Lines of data
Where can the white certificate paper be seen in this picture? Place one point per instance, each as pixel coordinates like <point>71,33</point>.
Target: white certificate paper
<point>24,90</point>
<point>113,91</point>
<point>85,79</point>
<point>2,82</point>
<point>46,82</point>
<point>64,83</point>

Written instruction -
Rewrite the lines of data above, renaming "white certificate paper" to "white diploma paper" wherever it appears and leaving everything else unchanged.

Expected answer -
Where can the white diploma paper be seen in this picture? Place one point per instance, each as pixel coordinates like <point>71,33</point>.
Target: white diploma paper
<point>24,90</point>
<point>113,91</point>
<point>85,79</point>
<point>2,82</point>
<point>46,82</point>
<point>64,83</point>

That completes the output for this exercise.